■ INFORMATION PROVIDED:

--------

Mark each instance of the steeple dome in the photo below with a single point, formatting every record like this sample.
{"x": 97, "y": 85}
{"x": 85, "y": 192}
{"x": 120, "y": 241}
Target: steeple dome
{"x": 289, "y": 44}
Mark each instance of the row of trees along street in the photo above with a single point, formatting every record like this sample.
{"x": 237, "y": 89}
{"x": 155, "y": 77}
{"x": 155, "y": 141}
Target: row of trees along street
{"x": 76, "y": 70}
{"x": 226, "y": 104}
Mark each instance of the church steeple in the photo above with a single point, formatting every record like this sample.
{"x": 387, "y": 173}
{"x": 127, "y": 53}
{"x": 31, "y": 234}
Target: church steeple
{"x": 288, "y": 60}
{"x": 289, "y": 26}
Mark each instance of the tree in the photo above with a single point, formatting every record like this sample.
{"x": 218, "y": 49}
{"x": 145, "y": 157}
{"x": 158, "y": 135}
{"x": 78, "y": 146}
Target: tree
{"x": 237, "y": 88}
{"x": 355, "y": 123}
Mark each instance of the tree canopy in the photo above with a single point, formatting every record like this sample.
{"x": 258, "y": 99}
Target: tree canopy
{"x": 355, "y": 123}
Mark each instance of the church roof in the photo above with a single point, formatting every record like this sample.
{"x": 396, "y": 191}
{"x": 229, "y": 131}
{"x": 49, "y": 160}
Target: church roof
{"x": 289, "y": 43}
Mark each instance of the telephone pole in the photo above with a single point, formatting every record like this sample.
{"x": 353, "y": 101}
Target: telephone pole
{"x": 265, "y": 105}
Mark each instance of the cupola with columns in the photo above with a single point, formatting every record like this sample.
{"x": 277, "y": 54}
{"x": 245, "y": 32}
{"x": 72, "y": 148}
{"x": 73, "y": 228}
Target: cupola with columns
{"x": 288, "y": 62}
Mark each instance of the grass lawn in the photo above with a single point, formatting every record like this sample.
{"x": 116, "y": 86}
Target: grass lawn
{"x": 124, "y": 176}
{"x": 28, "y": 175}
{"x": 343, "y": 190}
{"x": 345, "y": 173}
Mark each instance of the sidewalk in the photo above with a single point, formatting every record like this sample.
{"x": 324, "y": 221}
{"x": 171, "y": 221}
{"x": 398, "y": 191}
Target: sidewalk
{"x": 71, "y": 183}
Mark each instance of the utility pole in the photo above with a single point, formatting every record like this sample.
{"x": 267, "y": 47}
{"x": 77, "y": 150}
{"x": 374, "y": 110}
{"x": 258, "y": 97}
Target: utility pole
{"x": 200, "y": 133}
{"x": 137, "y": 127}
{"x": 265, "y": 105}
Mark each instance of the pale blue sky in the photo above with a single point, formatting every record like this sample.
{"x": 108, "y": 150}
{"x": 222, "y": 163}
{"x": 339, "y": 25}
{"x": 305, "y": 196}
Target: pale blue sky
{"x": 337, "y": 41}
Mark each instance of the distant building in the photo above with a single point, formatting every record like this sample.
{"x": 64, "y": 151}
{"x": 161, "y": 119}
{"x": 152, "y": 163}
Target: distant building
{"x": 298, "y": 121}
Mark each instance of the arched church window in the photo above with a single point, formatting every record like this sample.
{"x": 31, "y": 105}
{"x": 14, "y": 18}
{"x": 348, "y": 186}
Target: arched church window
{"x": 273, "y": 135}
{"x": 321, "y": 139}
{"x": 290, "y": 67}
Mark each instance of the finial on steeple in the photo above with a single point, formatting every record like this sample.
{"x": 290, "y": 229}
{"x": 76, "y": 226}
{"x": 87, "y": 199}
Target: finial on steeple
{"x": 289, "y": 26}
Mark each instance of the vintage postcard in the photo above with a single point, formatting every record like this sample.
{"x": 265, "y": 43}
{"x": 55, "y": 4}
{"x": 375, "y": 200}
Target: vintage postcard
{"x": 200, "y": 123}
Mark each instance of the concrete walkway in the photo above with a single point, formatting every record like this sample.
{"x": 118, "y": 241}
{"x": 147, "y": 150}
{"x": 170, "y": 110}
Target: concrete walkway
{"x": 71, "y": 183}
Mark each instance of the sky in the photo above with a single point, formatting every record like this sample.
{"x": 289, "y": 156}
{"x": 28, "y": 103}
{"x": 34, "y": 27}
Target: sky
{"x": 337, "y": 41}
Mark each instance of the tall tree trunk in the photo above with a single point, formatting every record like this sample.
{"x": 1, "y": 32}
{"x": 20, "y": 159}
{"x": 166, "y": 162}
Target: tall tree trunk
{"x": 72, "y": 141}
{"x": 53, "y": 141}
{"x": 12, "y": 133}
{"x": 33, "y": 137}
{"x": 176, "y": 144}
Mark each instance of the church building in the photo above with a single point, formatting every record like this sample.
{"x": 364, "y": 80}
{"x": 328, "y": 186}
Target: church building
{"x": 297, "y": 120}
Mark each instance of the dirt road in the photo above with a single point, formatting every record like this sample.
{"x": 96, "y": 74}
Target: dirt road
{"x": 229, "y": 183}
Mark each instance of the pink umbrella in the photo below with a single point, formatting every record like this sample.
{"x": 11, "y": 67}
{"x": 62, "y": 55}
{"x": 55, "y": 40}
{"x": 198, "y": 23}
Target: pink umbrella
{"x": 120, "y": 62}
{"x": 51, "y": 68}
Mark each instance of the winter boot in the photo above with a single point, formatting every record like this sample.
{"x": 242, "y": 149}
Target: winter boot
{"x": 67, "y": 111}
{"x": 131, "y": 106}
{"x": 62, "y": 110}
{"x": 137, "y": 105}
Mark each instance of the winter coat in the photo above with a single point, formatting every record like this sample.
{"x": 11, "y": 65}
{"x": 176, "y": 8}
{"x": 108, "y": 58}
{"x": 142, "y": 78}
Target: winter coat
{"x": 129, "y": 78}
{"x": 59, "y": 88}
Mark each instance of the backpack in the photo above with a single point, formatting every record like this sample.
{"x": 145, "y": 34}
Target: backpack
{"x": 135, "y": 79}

--------

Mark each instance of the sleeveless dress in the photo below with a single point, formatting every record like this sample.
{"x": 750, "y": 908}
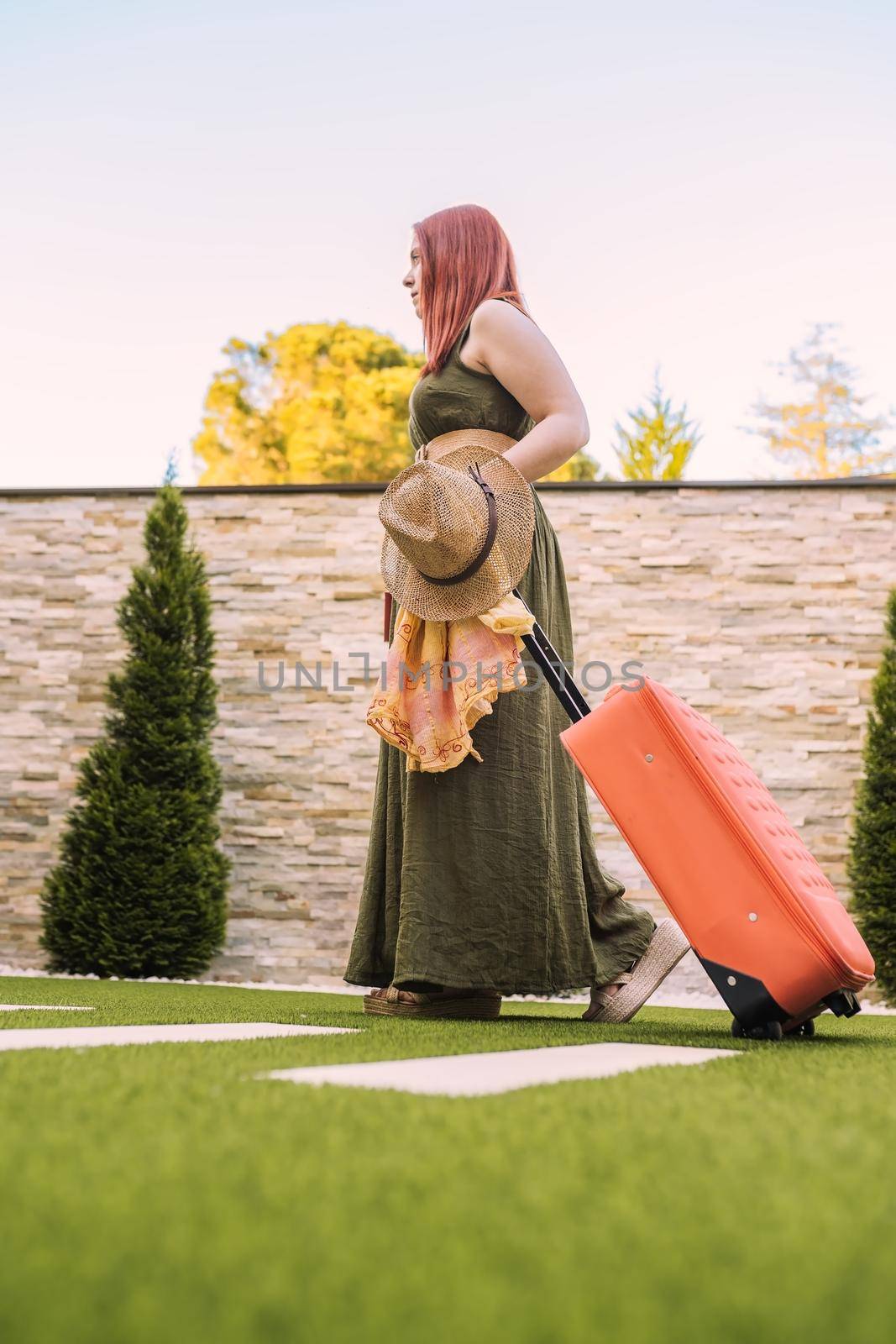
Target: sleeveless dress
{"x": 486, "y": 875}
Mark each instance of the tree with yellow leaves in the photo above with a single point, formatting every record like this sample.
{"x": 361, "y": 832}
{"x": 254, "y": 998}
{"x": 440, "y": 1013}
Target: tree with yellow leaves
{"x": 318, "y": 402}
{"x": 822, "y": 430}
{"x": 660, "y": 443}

--------

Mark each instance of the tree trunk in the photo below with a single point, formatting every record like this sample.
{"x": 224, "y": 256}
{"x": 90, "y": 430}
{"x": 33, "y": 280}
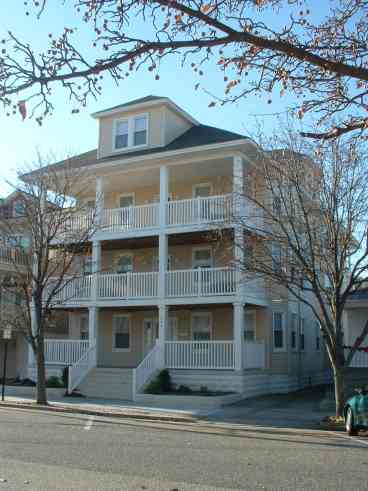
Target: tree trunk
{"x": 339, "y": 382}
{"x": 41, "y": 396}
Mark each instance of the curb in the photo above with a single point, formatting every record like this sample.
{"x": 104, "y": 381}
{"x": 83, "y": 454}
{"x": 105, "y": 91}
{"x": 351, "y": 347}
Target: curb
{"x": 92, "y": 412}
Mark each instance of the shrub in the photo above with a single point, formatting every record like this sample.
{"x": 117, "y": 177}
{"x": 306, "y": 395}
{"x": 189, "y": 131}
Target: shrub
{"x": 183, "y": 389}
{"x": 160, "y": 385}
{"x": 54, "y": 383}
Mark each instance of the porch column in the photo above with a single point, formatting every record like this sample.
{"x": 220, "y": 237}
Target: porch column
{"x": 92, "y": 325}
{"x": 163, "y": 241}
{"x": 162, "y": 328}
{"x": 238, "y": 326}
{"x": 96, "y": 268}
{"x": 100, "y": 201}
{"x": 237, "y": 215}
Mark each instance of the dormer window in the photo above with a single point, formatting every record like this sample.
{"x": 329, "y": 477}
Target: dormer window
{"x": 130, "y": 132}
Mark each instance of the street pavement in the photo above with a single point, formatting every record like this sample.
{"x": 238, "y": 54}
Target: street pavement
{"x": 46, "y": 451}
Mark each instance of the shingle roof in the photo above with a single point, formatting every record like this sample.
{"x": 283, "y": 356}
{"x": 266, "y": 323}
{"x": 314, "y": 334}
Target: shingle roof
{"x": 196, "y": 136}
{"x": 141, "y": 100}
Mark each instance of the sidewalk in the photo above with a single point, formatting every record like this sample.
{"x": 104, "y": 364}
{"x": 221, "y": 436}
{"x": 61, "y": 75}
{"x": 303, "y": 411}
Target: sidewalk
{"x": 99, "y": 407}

--------

■ WHAT TO WORK ON: Copy out every line of the data above that contains the word "vintage". Case counts, so a line matches only if its capitalization is identical.

■ EXERCISE RESULT:
Mark each instance of the vintage postcard in the photo above with a single point, formatting every record like this sample.
Target: vintage postcard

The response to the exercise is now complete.